* [What you are asked to do]
Write the entries below out again exactly; any picture in them stays out.

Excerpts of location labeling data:
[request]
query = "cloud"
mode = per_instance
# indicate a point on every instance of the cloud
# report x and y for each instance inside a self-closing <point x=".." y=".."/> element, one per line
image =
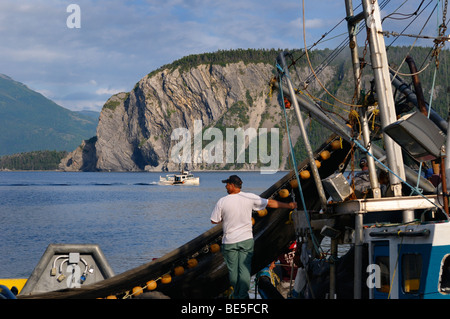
<point x="121" y="41"/>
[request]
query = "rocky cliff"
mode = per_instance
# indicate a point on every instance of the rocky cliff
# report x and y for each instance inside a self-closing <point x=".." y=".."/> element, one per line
<point x="136" y="129"/>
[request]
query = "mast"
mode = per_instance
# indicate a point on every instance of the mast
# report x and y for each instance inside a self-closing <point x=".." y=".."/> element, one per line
<point x="384" y="91"/>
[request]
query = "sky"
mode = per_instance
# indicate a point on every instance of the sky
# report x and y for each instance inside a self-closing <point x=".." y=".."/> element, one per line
<point x="79" y="57"/>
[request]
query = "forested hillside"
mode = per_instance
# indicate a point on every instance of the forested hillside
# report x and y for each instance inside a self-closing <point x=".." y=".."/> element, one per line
<point x="39" y="161"/>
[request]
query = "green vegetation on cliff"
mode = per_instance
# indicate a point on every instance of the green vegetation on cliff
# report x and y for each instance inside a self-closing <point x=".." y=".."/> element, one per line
<point x="38" y="161"/>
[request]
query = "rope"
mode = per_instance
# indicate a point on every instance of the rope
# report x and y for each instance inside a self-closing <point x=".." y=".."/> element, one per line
<point x="312" y="69"/>
<point x="294" y="163"/>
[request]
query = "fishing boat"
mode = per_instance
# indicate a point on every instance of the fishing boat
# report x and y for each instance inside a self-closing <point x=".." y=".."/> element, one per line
<point x="398" y="243"/>
<point x="184" y="178"/>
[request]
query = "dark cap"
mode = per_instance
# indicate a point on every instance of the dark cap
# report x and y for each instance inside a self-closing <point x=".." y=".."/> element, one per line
<point x="363" y="162"/>
<point x="233" y="179"/>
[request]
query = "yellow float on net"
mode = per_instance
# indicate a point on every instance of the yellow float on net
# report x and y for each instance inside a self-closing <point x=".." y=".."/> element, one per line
<point x="192" y="263"/>
<point x="325" y="155"/>
<point x="305" y="174"/>
<point x="151" y="285"/>
<point x="318" y="164"/>
<point x="137" y="291"/>
<point x="262" y="213"/>
<point x="335" y="145"/>
<point x="178" y="271"/>
<point x="294" y="183"/>
<point x="214" y="248"/>
<point x="166" y="279"/>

* [Answer to the problem]
[request]
query = "cloud"
mode = per_instance
# indicate a point on every instance of the cloud
# report x and y for each instance inside a self-closing <point x=".." y=".."/> element, one per line
image =
<point x="121" y="41"/>
[request]
query = "rocky cliff"
mode = per_instance
# indicate a point on every instance of the rocky cliff
# report x and y for each instance inside a self-closing <point x=".." y=".."/> element, one per line
<point x="136" y="129"/>
[request]
query = "mast"
mode = per_instance
# indicate a point on every instance of the mast
# report x and y for each instance inside a self-closing <point x=".." y=".."/> element, one per line
<point x="384" y="91"/>
[request]
query = "sky"
mode = per_instance
# indicate a point on every instance of the sky
# report x and y for each instance inside a self-closing <point x=".." y=".."/> element, one per line
<point x="79" y="57"/>
[request]
query = "forested hillside"
mode = per_instance
# indicate a point on every instance of the forested hillside
# report x and y for each instance inside a self-closing <point x=".." y=".."/> element, one per line
<point x="39" y="161"/>
[request]
query = "green vegetation on cliff"
mode = per_instance
# indicate a point on every instance of the green vegetation on cliff
# report x and y for each instance inside a self-closing <point x=".." y=".."/> element, one per line
<point x="38" y="161"/>
[request]
query = "rope"
mode = per_instance
# indicate a point on every instance of the rope
# report x and y for each instance inside a self-closing <point x=".." y=".."/> element, one per line
<point x="312" y="69"/>
<point x="294" y="163"/>
[request]
query = "fishing boat"
mode = per_instance
# indicate a point on every instance of the fishing boat
# report x and y for each instance inside a self-closing <point x=".." y=".."/> element, one per line
<point x="398" y="243"/>
<point x="184" y="178"/>
[request]
query = "dark cap"
mode = per_instance
# indicate a point on every instance of the dark cap
# report x and y for each instance inside a self-closing <point x=".." y=".."/> element, one per line
<point x="363" y="162"/>
<point x="233" y="179"/>
[request]
query = "yellow float on net"
mode = per_instance
# indicate a point on every instance of the yellow float on net
# report x and y for each instance inside a self-closing <point x=".." y=".."/> element, one per line
<point x="192" y="263"/>
<point x="325" y="155"/>
<point x="305" y="174"/>
<point x="151" y="285"/>
<point x="318" y="164"/>
<point x="137" y="291"/>
<point x="262" y="213"/>
<point x="335" y="145"/>
<point x="178" y="271"/>
<point x="294" y="183"/>
<point x="214" y="248"/>
<point x="166" y="279"/>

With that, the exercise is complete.